§ **What you should do**
Start with the first line of the records below. Output each line exactly, ending with the one that contains "# tag every instance of the cubed".

§ **Data to process**
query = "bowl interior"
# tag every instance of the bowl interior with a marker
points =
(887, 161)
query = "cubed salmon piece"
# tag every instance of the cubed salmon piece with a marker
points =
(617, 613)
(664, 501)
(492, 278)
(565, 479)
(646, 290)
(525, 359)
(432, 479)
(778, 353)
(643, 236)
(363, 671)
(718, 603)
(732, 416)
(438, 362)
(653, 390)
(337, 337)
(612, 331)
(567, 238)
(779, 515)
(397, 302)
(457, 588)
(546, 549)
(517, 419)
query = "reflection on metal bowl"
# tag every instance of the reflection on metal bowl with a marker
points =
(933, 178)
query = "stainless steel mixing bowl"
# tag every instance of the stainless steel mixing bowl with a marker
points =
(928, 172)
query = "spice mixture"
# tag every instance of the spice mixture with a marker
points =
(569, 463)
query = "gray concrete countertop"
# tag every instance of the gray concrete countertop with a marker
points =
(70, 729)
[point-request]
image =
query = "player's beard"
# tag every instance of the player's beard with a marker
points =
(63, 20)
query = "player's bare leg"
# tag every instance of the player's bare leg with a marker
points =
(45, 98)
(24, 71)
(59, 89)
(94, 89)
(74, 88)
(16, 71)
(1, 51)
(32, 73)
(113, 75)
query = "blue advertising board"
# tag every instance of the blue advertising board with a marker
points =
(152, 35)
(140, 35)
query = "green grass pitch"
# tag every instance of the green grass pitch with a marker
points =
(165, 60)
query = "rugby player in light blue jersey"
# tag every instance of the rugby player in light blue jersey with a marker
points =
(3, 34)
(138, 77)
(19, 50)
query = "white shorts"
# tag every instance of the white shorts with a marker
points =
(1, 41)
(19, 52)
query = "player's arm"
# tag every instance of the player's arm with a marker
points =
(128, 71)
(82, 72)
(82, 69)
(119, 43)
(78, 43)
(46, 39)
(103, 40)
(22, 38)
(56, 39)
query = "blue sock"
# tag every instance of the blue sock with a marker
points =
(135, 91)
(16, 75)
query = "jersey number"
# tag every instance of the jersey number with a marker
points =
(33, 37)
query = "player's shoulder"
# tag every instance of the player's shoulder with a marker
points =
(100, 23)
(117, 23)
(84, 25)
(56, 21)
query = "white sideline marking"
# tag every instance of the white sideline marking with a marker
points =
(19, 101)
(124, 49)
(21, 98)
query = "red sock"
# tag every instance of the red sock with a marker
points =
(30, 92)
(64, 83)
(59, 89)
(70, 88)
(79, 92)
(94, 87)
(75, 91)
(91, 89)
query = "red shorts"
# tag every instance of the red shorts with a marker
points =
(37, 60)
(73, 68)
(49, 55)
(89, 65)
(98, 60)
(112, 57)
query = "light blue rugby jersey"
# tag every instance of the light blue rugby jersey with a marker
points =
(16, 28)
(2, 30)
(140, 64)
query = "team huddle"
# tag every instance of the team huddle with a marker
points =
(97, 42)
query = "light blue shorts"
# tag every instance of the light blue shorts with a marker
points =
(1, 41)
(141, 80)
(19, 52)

§ **Task response**
query = "bowl interior"
# tag every instance of the bowl interior with a marker
points =
(887, 161)
query = "cubed salmon piece"
# tag every instance of the cubed salmon piece with a marker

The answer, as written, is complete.